### [Aufgabe 1]
Gib aus dem Forenthread über flexible Tastaturen den Abschnitt wortgetreu wieder, beginnend mit „Andere wiederrum sagen, das“ und endend mit „lange Texte schreiben?“.
== == ==
# Flexible (Silikon) Tastatur



## Bentok (1. Oktober 2008)

Hallo liebe Buffies,

wiedereinmal benötige ich euren Rat in Sachen PC Zubehör. Und zwar habe ich mir überlegt mir eine zweite Tastatur anzulegen und zwar so eine:

http://www.trendtop.de/bilder/180.jpg

Im Schnitt kosten diese "Flexiblen Tastaturen (im günstigsten Fall) zwischen 10~15&#8364;. An und fürsich bisher kein Problem, ABER:

Ich habe von einigen gehört, das die Tasten durchaus schwer zu drücken sind, bzw. einige Tasten feste gedrückt werden müssen, damit der gewünschte Buschtabe als "gedrückt" erkannt wird.

Andere wiederrum sagen, das es eine der besten Tastaturen ist die sie sich jemals gekauft haben.

Meine Frage ist, habt jemand von euch schonmal mit so einer Tastatur getippt? Wie ist das Gefühl? Ist es eine "gute" Gamer Tastatur? Lassen sich mit solchen Tastaturen auch ohne Probleme mal lange Texte schreiben?

Ich hoffe ihr könnt mir helfen.


Liebe Grüße
Bentok


----------



## Wagga (1. Oktober 2008)

Hallo ich persönlihch habe sollch eine Tastatur noch nicht,
würde mir aber eine Anschaffen wenn meine aktuelle den Geist aufgeben würde, vor allem die Reinigung sind bei diesen Tastaturen sehr einfach und praktisch durchführbar einfach abwischen oder unter fliesendes Wasser halten und wieder sauber.
== == ==
### [Aufgabe 2]
Schreibe die Auflistung neu, beginnend an ihrem Anfang und endend mit der Zeile, die „pixel 347 18“ enthält, und ersetze dabei „wrinkled gray skin“ durch „rough gray skin“, ohne sonst etwas zu ändern. Gib nur diesen Abschnitt aus.

### [Material]
== == ==
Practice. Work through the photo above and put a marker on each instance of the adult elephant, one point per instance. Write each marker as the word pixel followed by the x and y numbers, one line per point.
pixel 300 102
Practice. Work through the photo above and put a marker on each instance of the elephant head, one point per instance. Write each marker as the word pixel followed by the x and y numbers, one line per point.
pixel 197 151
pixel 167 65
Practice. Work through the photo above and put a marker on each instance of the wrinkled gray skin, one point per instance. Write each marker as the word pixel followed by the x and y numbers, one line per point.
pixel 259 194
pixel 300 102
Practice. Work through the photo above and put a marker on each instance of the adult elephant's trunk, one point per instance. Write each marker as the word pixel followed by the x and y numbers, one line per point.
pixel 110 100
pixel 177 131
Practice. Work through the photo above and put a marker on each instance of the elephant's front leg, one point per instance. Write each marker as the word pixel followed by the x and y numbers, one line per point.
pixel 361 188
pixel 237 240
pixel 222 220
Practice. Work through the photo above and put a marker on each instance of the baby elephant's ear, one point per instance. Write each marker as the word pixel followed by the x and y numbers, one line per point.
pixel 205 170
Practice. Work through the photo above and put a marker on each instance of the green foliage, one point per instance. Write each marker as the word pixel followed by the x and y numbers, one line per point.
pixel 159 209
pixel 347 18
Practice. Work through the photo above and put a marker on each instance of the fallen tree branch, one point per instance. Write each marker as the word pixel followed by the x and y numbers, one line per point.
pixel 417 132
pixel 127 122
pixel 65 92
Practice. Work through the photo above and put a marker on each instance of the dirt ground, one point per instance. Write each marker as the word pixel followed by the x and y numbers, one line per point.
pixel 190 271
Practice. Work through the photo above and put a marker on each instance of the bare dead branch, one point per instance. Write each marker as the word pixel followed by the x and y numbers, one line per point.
== == ==
### [Lösung 1]
Andere wiederrum sagen, das es eine der besten Tastaturen ist die sie sich jemals gekauft haben.

Meine Frage ist, habt jemand von euch schonmal mit so einer Tastatur getippt? Wie ist das Gefühl? Ist es eine "gute" Gamer Tastatur? Lassen sich mit solchen Tastaturen auch ohne Probleme mal lange Texte schreiben?

### [Lösung 2]
Practice. Work through the photo above and put a marker on each instance of the adult elephant, one point per instance. Write each marker as the word pixel followed by the x and y numbers, one line per point.
pixel 300 102
Practice. Work through the photo above and put a marker on each instance of the elephant head, one point per instance. Write each marker as the word pixel followed by the x and y numbers, one line per point.
pixel 197 151
pixel 167 65
Practice. Work through the photo above and put a marker on each instance of the rough gray skin, one point per instance. Write each marker as the word pixel followed by the x and y numbers, one line per point.
pixel 259 194
pixel 300 102
Practice. Work through the photo above and put a marker on each instance of the adult elephant's trunk, one point per instance. Write each marker as the word pixel followed by the x and y numbers, one line per point.
pixel 110 100
pixel 177 131
Practice. Work through the photo above and put a marker on each instance of the elephant's front leg, one point per instance. Write each marker as the word pixel followed by the x and y numbers, one line per point.
pixel 361 188
pixel 237 240
pixel 222 220
Practice. Work through the photo above and put a marker on each instance of the baby elephant's ear, one point per instance. Write each marker as the word pixel followed by the x and y numbers, one line per point.
pixel 205 170
Practice. Work through the photo above and put a marker on each instance of the green foliage, one point per instance. Write each marker as the word pixel followed by the x and y numbers, one line per point.
pixel 159 209
pixel 347 18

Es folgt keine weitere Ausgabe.